* WHAT YOU WILL DO:
All of the data goes into your copy exactly as written. Images do not.
_ _ _ _ _
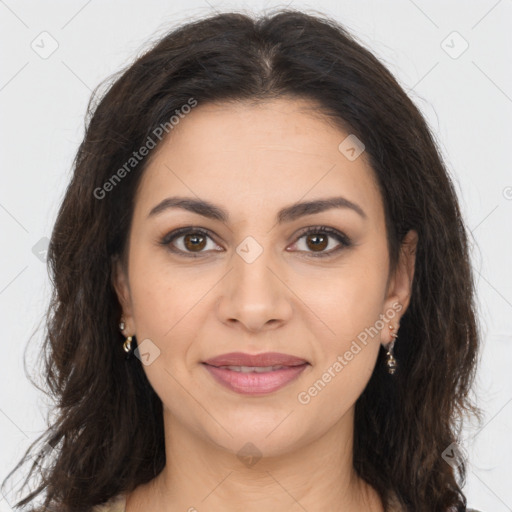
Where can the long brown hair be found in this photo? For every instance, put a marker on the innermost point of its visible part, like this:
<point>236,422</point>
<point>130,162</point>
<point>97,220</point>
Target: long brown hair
<point>107,433</point>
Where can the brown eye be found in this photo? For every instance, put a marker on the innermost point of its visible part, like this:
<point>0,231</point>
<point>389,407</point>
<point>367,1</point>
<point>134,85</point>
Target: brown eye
<point>318,238</point>
<point>317,242</point>
<point>189,242</point>
<point>194,241</point>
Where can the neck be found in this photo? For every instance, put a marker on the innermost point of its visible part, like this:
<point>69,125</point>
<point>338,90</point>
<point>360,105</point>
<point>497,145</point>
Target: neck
<point>199,475</point>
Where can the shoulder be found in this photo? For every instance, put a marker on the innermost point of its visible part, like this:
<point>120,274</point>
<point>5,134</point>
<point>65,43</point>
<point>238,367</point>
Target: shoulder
<point>115,504</point>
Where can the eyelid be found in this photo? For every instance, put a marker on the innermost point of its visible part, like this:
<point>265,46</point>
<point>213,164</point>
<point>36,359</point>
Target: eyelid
<point>343,240</point>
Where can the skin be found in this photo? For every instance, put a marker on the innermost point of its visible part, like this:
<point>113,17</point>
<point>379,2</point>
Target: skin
<point>252,161</point>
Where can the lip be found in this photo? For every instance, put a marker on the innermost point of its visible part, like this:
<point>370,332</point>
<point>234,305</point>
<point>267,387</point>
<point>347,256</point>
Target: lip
<point>264,359</point>
<point>255,383</point>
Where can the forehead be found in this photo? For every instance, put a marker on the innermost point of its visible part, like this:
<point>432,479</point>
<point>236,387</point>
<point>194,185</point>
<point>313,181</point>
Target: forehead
<point>248,155</point>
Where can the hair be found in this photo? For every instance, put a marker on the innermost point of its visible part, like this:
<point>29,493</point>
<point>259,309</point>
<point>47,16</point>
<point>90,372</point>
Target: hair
<point>107,433</point>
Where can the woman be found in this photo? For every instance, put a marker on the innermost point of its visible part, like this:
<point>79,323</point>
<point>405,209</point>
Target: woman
<point>263,294</point>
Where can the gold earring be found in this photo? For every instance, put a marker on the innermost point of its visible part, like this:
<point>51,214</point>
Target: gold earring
<point>127,345</point>
<point>391,362</point>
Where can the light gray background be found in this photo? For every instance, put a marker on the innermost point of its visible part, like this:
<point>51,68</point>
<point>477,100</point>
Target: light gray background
<point>466,98</point>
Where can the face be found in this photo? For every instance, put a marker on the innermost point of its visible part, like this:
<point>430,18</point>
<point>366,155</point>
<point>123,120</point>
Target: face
<point>246,277</point>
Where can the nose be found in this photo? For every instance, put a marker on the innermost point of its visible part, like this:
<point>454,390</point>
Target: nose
<point>254,295</point>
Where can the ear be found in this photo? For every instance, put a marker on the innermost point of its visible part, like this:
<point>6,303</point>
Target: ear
<point>121,285</point>
<point>400,285</point>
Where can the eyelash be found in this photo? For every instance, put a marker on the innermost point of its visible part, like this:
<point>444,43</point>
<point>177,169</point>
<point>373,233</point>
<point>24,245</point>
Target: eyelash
<point>340,237</point>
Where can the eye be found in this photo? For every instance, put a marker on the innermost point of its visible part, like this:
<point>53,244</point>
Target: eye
<point>316,238</point>
<point>190,241</point>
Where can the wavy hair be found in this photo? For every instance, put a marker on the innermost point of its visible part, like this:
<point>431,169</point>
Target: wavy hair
<point>107,432</point>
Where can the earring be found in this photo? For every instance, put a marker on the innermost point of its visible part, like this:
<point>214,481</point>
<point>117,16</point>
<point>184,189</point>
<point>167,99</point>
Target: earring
<point>127,345</point>
<point>391,362</point>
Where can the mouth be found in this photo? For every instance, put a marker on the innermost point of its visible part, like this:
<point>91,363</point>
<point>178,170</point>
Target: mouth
<point>256,379</point>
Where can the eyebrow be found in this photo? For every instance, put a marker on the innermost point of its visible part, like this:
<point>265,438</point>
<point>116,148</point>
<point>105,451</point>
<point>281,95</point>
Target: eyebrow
<point>287,214</point>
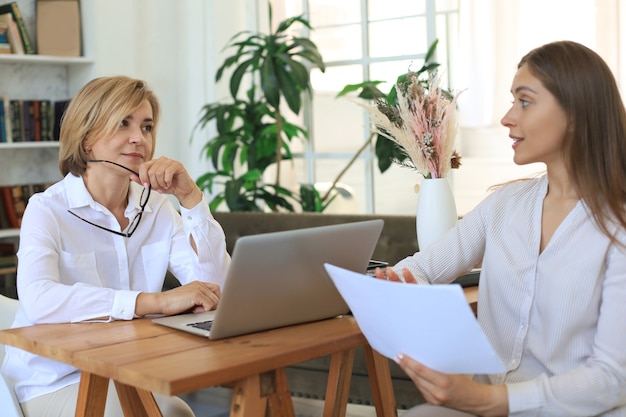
_ _ _ _ _
* RESPONSE TO THIS EXERCISE:
Where can the long brown hair be found in this photo? For every instance, put a marker on the innermost point of its visible part, like this:
<point>236,422</point>
<point>130,162</point>
<point>97,220</point>
Target: long brown hair
<point>107,433</point>
Where can the brown eye be found in this photo? For every instance, put a marker on the innermost point of its visible part, like this:
<point>0,231</point>
<point>389,407</point>
<point>367,1</point>
<point>134,85</point>
Target: brown eye
<point>318,238</point>
<point>317,242</point>
<point>189,242</point>
<point>194,241</point>
Where can the neck be found in this photo? For every instance, put a marker on the innermost point of its visible part, like this:
<point>69,125</point>
<point>338,90</point>
<point>360,105</point>
<point>497,145</point>
Target: neck
<point>199,475</point>
Where can the shoulder be found in this photo? For every instance, put a marker on the innermost point of its visible part, like this:
<point>120,274</point>
<point>5,134</point>
<point>65,43</point>
<point>238,367</point>
Target: shoulder
<point>115,504</point>
Where can the eyelid be found in this photo? For every instance, put a marker on the innermost point of its visible part, like this:
<point>265,46</point>
<point>213,164</point>
<point>36,359</point>
Target: eyelid
<point>343,240</point>
Where can the skin be found in this photo? For every instance, put a marker on the innermost point of its visible part, like this:
<point>113,17</point>
<point>379,2</point>
Target: skin
<point>252,161</point>
Where can the lip be found in this photo? For every instance, put a marker on the innermost point of its visible part, like this:
<point>370,332</point>
<point>234,305</point>
<point>267,387</point>
<point>347,256</point>
Target: lip
<point>264,359</point>
<point>255,383</point>
Where can the forehead be found in this photo? For every instance, put a marker on the innermost point of its visible part, like this:
<point>432,479</point>
<point>236,387</point>
<point>194,185</point>
<point>313,181</point>
Target: forehead
<point>248,155</point>
Where can the hair be found in this photo? For every instance, put a marker on the innermost point of its visible part, like this:
<point>29,493</point>
<point>259,309</point>
<point>47,16</point>
<point>90,372</point>
Target: hair
<point>107,433</point>
Where can the woman be found in this photo? For every instance, put a marker on the innermost point of its visible part, like this:
<point>79,323</point>
<point>405,209</point>
Target: woman
<point>263,294</point>
Where can the gold earring be found in this photo? For every instance, put a marker on the innermost point of its visible part, like this:
<point>51,214</point>
Target: gold earring
<point>127,345</point>
<point>391,362</point>
Where can the light gray background be found in this photo? For every instance, put a marker on the innermost point of its visible part, like this:
<point>51,68</point>
<point>477,100</point>
Target: light gray background
<point>466,98</point>
Where can the face be found in this photo? For every instance, put a marker on the innermost point of its visible part, like this:
<point>430,18</point>
<point>366,155</point>
<point>123,120</point>
Target: face
<point>246,277</point>
Where can the nose be found in this photo? For every instance, put a marker on the innermost point of its visible part, like this:
<point>454,390</point>
Target: nose
<point>254,295</point>
Where can the ear be found in this photo? For every instance, put a marker on the innermost point of its visible part, like this:
<point>6,303</point>
Target: ear
<point>121,285</point>
<point>400,285</point>
Where can the eyelash be found in this photo? For every instance, put a marker on the innermost point of its visible part, like this:
<point>444,43</point>
<point>177,169</point>
<point>373,233</point>
<point>24,245</point>
Target: eyelash
<point>340,237</point>
Where can the eye be found in this photo? For every instance, put a marker on the innermost point of its visible part, like this:
<point>53,244</point>
Target: eye
<point>316,238</point>
<point>190,241</point>
Where can the wavy hair be found in this photo? For every instance, put a marker on the innermost point of its visible part, like this:
<point>431,169</point>
Target: wavy hair
<point>107,432</point>
Where can the earring be found in this photo? For every instance, put a marker on the innermost point of its visible part, like this:
<point>214,481</point>
<point>117,16</point>
<point>184,189</point>
<point>167,99</point>
Target: earring
<point>127,345</point>
<point>391,362</point>
Where can the mouth be found in this photo? For every instance, put a marker on the innermost point of its visible part, like this:
<point>91,363</point>
<point>178,170</point>
Target: mouth
<point>256,379</point>
Where can the eyebrow be found in this photo? For every instance, put a marker on the innermost point of its visible part, like this:
<point>265,438</point>
<point>116,148</point>
<point>105,451</point>
<point>281,95</point>
Target: eyebrow
<point>287,214</point>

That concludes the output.